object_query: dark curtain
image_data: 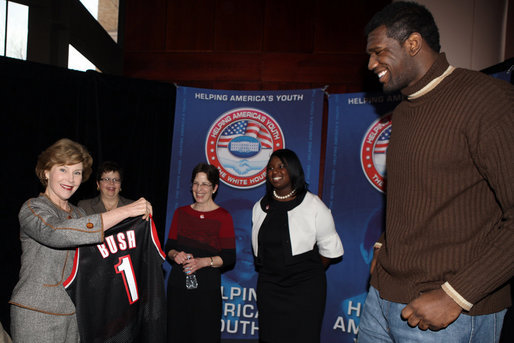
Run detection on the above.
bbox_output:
[0,57,175,330]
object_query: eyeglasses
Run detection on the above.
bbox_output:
[193,182,212,188]
[100,177,121,183]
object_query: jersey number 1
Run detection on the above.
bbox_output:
[114,255,139,304]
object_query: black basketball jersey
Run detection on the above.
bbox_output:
[64,217,166,343]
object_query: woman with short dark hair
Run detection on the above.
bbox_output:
[78,161,134,214]
[252,149,343,343]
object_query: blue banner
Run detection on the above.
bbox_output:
[166,87,324,340]
[321,93,401,343]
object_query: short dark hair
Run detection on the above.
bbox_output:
[191,162,220,200]
[96,161,124,181]
[266,149,308,199]
[365,1,441,52]
[36,138,93,187]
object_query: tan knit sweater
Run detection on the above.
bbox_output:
[371,54,514,315]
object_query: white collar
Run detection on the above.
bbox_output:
[407,66,455,100]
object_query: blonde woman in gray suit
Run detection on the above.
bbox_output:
[10,138,152,343]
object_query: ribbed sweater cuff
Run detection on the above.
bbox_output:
[441,282,473,311]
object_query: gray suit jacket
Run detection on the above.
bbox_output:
[77,195,134,214]
[9,194,104,315]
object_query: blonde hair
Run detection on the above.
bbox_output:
[36,138,93,187]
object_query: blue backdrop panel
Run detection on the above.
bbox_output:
[166,87,323,340]
[321,93,401,343]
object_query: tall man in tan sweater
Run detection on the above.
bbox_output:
[358,2,514,343]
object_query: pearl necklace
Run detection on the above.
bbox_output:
[273,189,296,200]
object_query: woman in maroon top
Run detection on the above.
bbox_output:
[165,163,236,343]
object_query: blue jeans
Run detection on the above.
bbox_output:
[357,287,507,343]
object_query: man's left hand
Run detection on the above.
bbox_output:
[402,288,462,331]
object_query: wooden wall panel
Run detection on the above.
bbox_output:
[124,0,167,51]
[124,0,390,93]
[263,0,316,52]
[314,0,390,54]
[166,0,216,51]
[214,0,264,52]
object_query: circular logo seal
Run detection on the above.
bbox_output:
[361,113,392,192]
[205,108,285,189]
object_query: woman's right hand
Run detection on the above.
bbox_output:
[123,198,153,220]
[168,250,193,264]
[101,198,153,231]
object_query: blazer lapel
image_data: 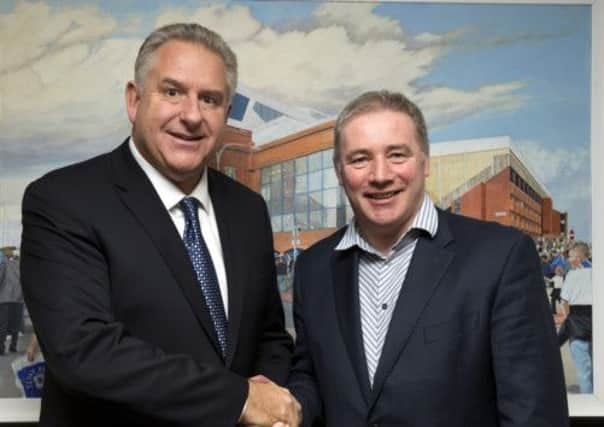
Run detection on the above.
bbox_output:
[208,169,245,367]
[332,248,370,402]
[112,144,222,354]
[370,219,453,407]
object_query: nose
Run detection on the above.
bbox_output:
.....
Rewrite everything from the start of the items down to the line containing "[64,217,166,343]", changing "jersey" to "uniform" and leaving all else as it is. Omit the pictures from your answer.

object_query: dark curtain
image_data: 
Run detection on the above.
bbox_output:
[0,57,175,330]
object_query: eyeglasses
Run detection on the above.
bbox_output:
[193,182,212,188]
[100,177,121,183]
object_query: uniform number 1
Run detection on the above.
bbox_output:
[114,255,139,304]
object_query: black basketball uniform
Run detection on the above.
bbox_output:
[64,217,166,343]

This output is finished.